Extrait du document
----------

En raison de la persistance de la crise sanitaire, le niveau des flux de demande d'asile s'est révélé inférieur à celui prévu en loi de finances. Le gouvernement indique ainsi que le nombre de demandes d'asile introduites à l'Ofpra s'élève à 103 011 en 2021. Si les flux ont progressé de 7 % par rapport à 2020 (96 424 demandes), ils sont restés inférieurs de 22 % à ceux de l'année 2019.

L'allocation a ainsi été versée à 87 640 ménages en moyenne et à un coût mensuel moyen de 362 euros par ménage. Le nombre de ménages bénéficiaires a diminué durant l'année : de 101 600 ménages en janvier, il est passé à 78 900 en décembre.

Le rapporteur spécial estime que ce retournement constitue une évolution positive, mais traduit simplement l'ouverture d'une parenthèse dans la sous-évaluation chronique des dépenses d'asile. Il doit être accueilli avec prudence car il se produit dans un contexte migratoire très particulier, de diminution de la demande d'asile. La reprise des tendances observées jusque-là dans les années à venir apparaît plus que probable dans un contexte migratoire en très forte tension, notamment à la suite de la guerre en Ukraine.

----------

Données de l'exercice
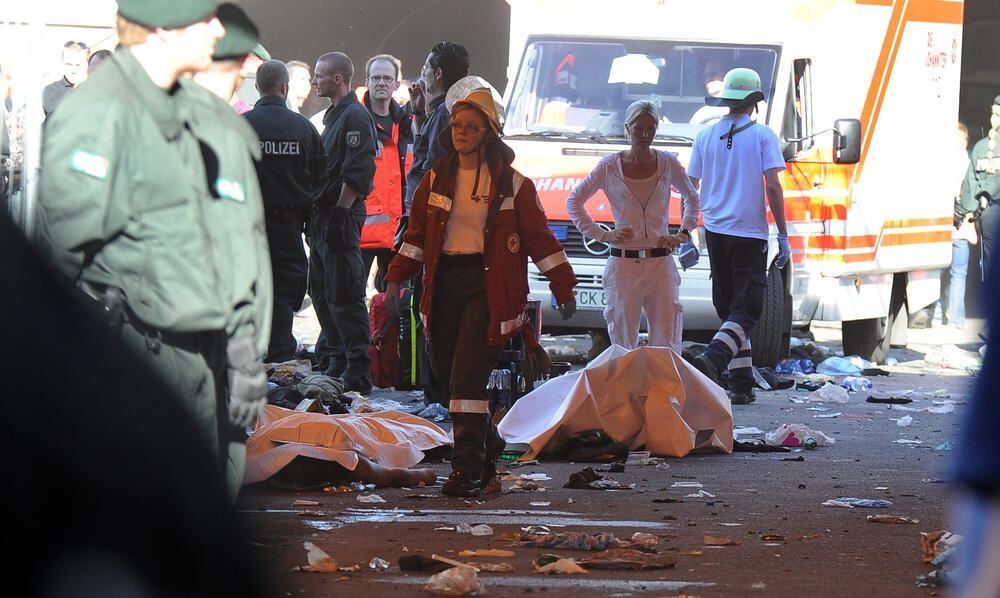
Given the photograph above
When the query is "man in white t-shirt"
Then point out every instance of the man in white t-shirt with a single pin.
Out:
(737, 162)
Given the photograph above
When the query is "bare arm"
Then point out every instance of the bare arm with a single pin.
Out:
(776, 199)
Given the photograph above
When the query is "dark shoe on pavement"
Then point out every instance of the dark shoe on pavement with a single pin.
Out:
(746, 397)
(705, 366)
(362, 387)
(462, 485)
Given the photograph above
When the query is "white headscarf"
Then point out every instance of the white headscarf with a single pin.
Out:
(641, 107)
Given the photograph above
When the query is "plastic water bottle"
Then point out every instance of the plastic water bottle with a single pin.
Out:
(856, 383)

----------

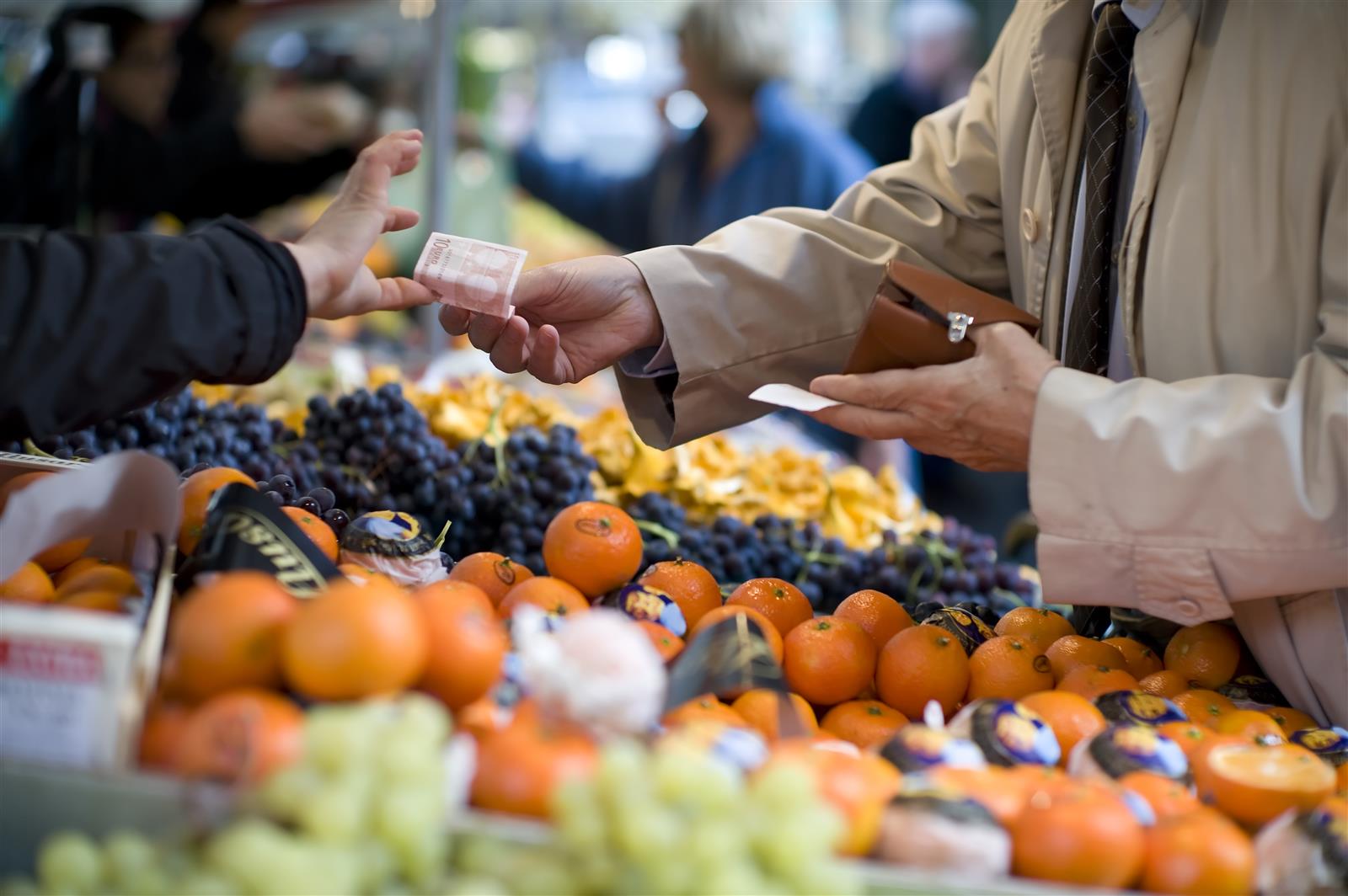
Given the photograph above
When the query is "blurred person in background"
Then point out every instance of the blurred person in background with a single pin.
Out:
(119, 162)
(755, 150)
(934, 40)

----------

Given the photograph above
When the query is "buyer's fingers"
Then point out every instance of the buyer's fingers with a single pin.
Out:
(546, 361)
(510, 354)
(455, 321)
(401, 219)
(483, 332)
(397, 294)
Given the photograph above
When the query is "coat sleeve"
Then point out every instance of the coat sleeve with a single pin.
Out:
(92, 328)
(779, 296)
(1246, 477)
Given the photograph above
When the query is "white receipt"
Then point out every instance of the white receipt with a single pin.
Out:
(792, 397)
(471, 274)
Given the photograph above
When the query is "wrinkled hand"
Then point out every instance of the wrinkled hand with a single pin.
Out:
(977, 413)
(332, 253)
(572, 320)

----------

Consignes
a: Dans l'extrait sur la demande d'asile, renvoyez le passage qui va de « L'allocation a ainsi » à « 78 900 en décembre. ».
b: Veuillez dire si chaque énoncé concorde avec l'extrait sur la demande d'asile, en répondant oui ou non et en citant à l'identique les mots de l'extrait qui permettent de trancher. (i) Le nombre de demandes d'asile introduites à l'Ofpra en 2021 dépasse 100 000. (ii) Le nombre de ménages bénéficiaires de l'allocation a augmenté entre janvier et décembre. (iii) Le rapporteur spécial juge probable la reprise des tendances observées jusque-là.

Réponses attendues
a:
L'allocation a ainsi été versée à 87 640 ménages en moyenne et à un coût mensuel moyen de 362 euros par ménage. Le nombre de ménages bénéficiaires a diminué durant l'année : de 101 600 ménages en janvier, il est passé à 78 900 en décembre.

b:
(i) Oui : « le nombre de demandes d'asile introduites à l'Ofpra s'élève à 103 011 en 2021 ».
(ii) Non : « de 101 600 ménages en janvier, il est passé à 78 900 en décembre ».
(iii) Oui : « La reprise des tendances observées jusque-là dans les années à venir apparaît plus que probable ».